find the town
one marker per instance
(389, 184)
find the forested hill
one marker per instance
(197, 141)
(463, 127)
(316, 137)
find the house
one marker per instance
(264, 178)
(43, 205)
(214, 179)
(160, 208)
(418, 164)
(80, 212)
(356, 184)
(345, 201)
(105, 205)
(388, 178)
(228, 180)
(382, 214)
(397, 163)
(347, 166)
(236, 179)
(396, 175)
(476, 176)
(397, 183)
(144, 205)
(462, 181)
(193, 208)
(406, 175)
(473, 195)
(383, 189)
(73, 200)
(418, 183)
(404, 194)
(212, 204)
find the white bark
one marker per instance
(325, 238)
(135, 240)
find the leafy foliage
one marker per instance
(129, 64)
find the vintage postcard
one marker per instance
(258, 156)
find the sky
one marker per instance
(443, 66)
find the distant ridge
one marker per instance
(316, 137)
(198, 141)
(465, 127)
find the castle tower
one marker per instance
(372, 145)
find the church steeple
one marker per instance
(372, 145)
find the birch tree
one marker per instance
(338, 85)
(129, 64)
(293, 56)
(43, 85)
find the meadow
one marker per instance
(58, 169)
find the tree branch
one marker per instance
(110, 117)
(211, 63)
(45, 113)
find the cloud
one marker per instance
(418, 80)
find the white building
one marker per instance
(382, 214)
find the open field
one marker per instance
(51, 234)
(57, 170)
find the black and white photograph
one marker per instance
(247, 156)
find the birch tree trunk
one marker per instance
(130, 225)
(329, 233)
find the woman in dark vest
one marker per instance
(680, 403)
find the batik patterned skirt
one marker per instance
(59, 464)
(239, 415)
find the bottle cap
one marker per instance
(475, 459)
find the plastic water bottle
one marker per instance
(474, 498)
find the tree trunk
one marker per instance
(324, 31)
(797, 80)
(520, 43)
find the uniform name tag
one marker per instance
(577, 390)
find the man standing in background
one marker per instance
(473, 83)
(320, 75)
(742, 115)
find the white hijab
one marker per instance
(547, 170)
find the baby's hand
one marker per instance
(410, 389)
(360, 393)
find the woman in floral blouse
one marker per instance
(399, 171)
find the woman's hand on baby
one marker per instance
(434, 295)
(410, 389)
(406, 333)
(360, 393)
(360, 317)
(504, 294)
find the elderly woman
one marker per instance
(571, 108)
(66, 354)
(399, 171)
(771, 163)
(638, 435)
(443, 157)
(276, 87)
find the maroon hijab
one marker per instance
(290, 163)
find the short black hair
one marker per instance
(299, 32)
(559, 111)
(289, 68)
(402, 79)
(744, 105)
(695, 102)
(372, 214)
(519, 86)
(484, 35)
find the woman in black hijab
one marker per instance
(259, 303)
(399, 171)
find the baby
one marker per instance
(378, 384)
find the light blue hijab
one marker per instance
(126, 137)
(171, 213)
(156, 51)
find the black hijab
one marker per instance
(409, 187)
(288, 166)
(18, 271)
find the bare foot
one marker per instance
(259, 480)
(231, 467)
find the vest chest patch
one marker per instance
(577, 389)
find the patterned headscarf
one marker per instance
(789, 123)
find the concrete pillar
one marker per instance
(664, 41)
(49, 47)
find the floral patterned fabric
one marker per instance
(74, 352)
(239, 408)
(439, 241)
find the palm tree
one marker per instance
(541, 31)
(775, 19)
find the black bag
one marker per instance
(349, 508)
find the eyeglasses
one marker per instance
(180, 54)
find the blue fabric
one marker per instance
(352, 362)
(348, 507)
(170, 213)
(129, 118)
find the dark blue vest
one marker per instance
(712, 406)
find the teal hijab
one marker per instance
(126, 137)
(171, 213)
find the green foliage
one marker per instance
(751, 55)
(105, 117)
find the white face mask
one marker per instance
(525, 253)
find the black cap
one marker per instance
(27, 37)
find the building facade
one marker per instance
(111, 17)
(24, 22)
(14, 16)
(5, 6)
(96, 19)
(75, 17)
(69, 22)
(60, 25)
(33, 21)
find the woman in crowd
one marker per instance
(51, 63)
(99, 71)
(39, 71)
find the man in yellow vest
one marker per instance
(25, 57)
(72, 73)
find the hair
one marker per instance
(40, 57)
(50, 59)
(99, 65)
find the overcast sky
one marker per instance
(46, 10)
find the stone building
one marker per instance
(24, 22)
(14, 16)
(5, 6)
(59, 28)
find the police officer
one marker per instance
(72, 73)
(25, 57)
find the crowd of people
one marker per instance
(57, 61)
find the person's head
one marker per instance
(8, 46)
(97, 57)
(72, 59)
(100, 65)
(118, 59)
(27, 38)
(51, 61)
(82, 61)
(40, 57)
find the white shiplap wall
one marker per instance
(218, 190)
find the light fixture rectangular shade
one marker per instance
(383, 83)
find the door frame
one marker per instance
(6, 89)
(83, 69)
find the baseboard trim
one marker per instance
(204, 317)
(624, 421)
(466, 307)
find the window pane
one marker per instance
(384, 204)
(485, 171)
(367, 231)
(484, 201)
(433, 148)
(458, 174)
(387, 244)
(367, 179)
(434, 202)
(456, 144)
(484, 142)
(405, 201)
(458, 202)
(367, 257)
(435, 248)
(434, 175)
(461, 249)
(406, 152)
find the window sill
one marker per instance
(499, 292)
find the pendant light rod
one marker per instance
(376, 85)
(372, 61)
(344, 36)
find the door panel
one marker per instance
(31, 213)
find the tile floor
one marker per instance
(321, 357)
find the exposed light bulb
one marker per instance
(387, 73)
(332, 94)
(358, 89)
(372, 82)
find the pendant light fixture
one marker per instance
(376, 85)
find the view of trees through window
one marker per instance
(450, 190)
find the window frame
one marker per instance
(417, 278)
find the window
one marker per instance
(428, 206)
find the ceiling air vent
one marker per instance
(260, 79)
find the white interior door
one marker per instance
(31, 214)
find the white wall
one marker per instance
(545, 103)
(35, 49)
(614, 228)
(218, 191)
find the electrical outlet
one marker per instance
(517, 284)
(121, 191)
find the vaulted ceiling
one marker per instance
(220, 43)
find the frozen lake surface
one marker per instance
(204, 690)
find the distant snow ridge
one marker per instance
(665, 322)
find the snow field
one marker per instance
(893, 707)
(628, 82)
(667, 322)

> GIVEN EXERCISE:
Without leaving anything out, quote all the data.

> EXERCISE RESULT:
find the town
one marker per instance
(389, 184)
find the forested hill
one marker per instance
(197, 141)
(463, 127)
(316, 137)
find the house
one marker per instance
(264, 178)
(43, 205)
(214, 179)
(160, 208)
(418, 164)
(80, 212)
(356, 184)
(345, 201)
(105, 205)
(388, 178)
(228, 180)
(382, 214)
(397, 163)
(347, 166)
(236, 179)
(396, 175)
(476, 176)
(397, 183)
(144, 205)
(462, 181)
(193, 208)
(406, 175)
(473, 195)
(383, 189)
(73, 200)
(418, 183)
(404, 194)
(212, 204)
find the white bark
one marker per instance
(325, 238)
(135, 240)
find the leafy foliage
one marker per instance
(129, 64)
find the vintage postcard
one marker per instance
(258, 156)
find the sky
one marker per instance
(443, 66)
find the distant ridge
one marker per instance
(316, 137)
(198, 141)
(465, 127)
find the castle tower
one marker per instance
(372, 145)
find the church steeple
one marker per instance
(372, 145)
find the birch tree
one marker per instance
(338, 85)
(129, 64)
(293, 56)
(43, 85)
find the meadow
one marker per instance
(58, 169)
find the tree branch
one marker per instance
(110, 117)
(211, 63)
(45, 113)
find the cloud
one marker per instance
(418, 80)
find the white building
one marker per instance
(382, 214)
find the open field
one marker per instance
(51, 234)
(57, 170)
find the black and white photograph
one marker per instance
(247, 156)
find the birch tree trunk
one marker per instance
(130, 225)
(329, 233)
find the woman in dark vest
one marker per instance
(680, 403)
find the batik patterned skirt
one marker per instance
(59, 464)
(239, 415)
find the bottle cap
one marker per instance
(475, 459)
find the plastic water bottle
one marker per instance
(474, 498)
find the tree trunk
one marker per instance
(324, 31)
(797, 80)
(520, 43)
find the uniform name tag
one marker per instance
(577, 390)
find the man standing in background
one marker per instance
(473, 83)
(320, 75)
(742, 115)
find the white hijab
one marker per instance
(547, 170)
find the baby's hand
one marker per instance
(410, 389)
(360, 393)
find the woman in floral blouse
one marker per instance
(399, 171)
find the woman's hand on baby
one marker per instance
(434, 295)
(410, 389)
(406, 333)
(360, 393)
(360, 317)
(504, 294)
find the elderly woman
one marker per instance
(571, 108)
(66, 354)
(399, 171)
(771, 163)
(638, 435)
(443, 157)
(276, 87)
find the maroon hijab
one marker per instance
(290, 163)
find the short black hair
one marker per instance
(299, 32)
(559, 111)
(289, 68)
(402, 79)
(744, 105)
(695, 102)
(372, 214)
(519, 86)
(484, 35)
find the woman in black hijab
one marker per instance
(259, 303)
(399, 171)
find the baby
one marker per instance
(378, 384)
find the light blue hijab
one marker per instance
(126, 137)
(171, 213)
(156, 51)
find the black hijab
one marker per instance
(409, 187)
(288, 166)
(18, 271)
find the bare foot
one marker per instance
(259, 480)
(231, 467)
find the vest chest patch
one marker per instance
(577, 389)
find the patterned headscarf
one marker per instance
(789, 123)
find the concrete pillar
one marker per instance
(664, 41)
(49, 47)
find the floral patterned fabric
one marker per instance
(74, 352)
(239, 408)
(439, 241)
find the palm tree
one marker per instance
(541, 31)
(775, 19)
find the black bag
one marker per instance
(349, 508)
find the eyeglasses
one marker per instance
(180, 54)
find the blue fabric
one marker per instance
(352, 362)
(348, 507)
(170, 213)
(129, 118)
find the dark blue vest
one marker per instance
(712, 406)
find the teal hijab
one marker per instance
(126, 137)
(171, 213)
find the green foliage
one marker per instance
(751, 55)
(105, 117)
find the white face mask
one marker per instance
(525, 253)
find the black cap
one marker per instance
(27, 37)
find the building facade
one marker per instance
(111, 17)
(24, 22)
(14, 16)
(5, 6)
(96, 19)
(75, 17)
(69, 22)
(60, 25)
(33, 21)
find the woman in crowd
one marker per instance
(51, 63)
(99, 71)
(39, 71)
find the man in yellow vest
one marker per instance
(25, 57)
(72, 73)
find the hair
one marker per instance
(40, 57)
(50, 59)
(99, 65)
find the overcast sky
one marker per instance
(46, 10)
find the stone building
one marker per instance
(24, 22)
(14, 16)
(5, 6)
(59, 28)
find the police officer
one marker per instance
(72, 73)
(25, 57)
find the crowd of people
one marker per instance
(57, 61)
find the person's head
one marker per instance
(8, 46)
(97, 57)
(72, 59)
(100, 65)
(118, 59)
(27, 38)
(51, 61)
(82, 61)
(40, 57)
find the white shiplap wall
one marker per instance
(218, 190)
find the light fixture rectangular shade
one marker per instance
(383, 83)
find the door frame
one marker per instance
(6, 89)
(83, 69)
find the baseboard trim
one marker per instance
(204, 317)
(624, 421)
(466, 307)
find the window pane
one marker per instance
(384, 204)
(485, 171)
(367, 231)
(484, 201)
(433, 148)
(458, 174)
(387, 244)
(367, 179)
(434, 202)
(456, 144)
(484, 142)
(405, 201)
(458, 202)
(367, 257)
(435, 248)
(434, 175)
(461, 249)
(406, 152)
find the window sill
one marker per instance
(499, 292)
find the pendant light rod
one marker per instance
(376, 85)
(372, 61)
(344, 36)
find the door panel
one marker per instance
(31, 213)
find the tile floor
one marker per instance
(321, 357)
find the exposed light bulb
one marker per instance
(387, 73)
(332, 94)
(358, 89)
(372, 82)
find the pendant light fixture
one marker per instance
(376, 85)
find the view of trees through window
one marker per instance
(450, 190)
find the window frame
one marker per instance
(417, 278)
find the window
one marker per instance
(428, 206)
find the ceiling air vent
one marker per instance
(260, 79)
find the white interior door
one marker per instance
(31, 214)
find the white wall
one marker per instance
(545, 103)
(35, 49)
(614, 228)
(218, 191)
find the electrical outlet
one marker per instance
(517, 284)
(121, 191)
find the vaulted ceiling
one marker per instance
(220, 43)
find the frozen lake surface
one marker per instance
(204, 690)
find the distant snow ridge
one marker per instance
(665, 322)
find the snow field
one marker per instance
(893, 707)
(628, 82)
(667, 322)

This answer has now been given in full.